**Metin Alıntısı**
İngiltere merkezli enerji devi BP, CEO Murray Auchincloss’un liderliğinde büyük bir finansal sınavdan geçiyor. Auchincloss, eski CEO Bernard Looney’nin ani ayrılmasının ardından 2024’te göreve geldiğinde, piyasada hem şüphe hem de umut yaratmıştı.
Birleşik Krallık merkezli The Telegraph'ın yayınladığı analize göre uzmanlar, Auchincloss’u “sessiz bir sayılar adamı” olarak nitelendirip önceki cesur liderler gibi küresel çapta hamleler yapamayacağını düşündü.
Ancak şirketin on milyarlarca pound borç altında olması ve acil finansal reform ihtiyacı, deneyimli finans yöneticisi Auchincloss’un tam olarak BP’nin ihtiyaç duyduğu lider olabileceği görüşünü doğurdu. Bob Dudley, eski BP CEO’su, Auchincloss için “çalıştığım en zeki finans insanlarından biri” yorumunu yapmıştı.
Auchincloss’un planı ne?

**Sağlanan Veriler**
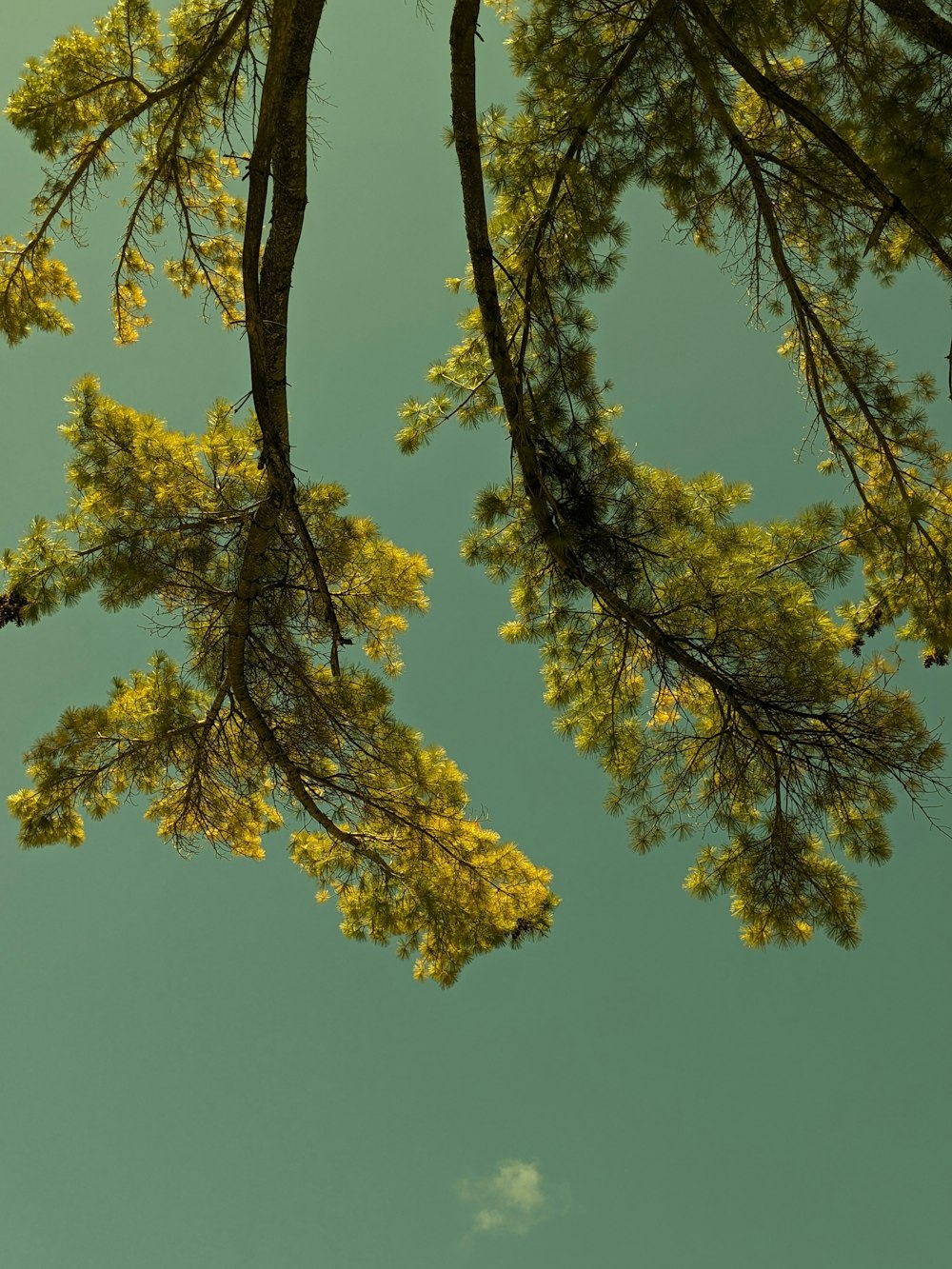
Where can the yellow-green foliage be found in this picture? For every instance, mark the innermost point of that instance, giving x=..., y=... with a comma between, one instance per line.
x=692, y=652
x=162, y=514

**Belirtilen Görev**
BP ile ilgili metinde "İngiltere merkezli enerji" ifadesinden "hamleler yapamayacağını düşündü." ifadesine kadar olan bölümü hiç değiştirmeden kopyalayın.

**Görevin Cevabı**
İngiltere merkezli enerji devi BP, CEO Murray Auchincloss’un liderliğinde büyük bir finansal sınavdan geçiyor. Auchincloss, eski CEO Bernard Looney’nin ani ayrılmasının ardından 2024’te göreve geldiğinde, piyasada hem şüphe hem de umut yaratmıştı.
Birleşik Krallık merkezli The Telegraph'ın yayınladığı analize göre uzmanlar, Auchincloss’u “sessiz bir sayılar adamı” olarak nitelendirip önceki cesur liderler gibi küresel çapta hamleler yapamayacağını düşündü.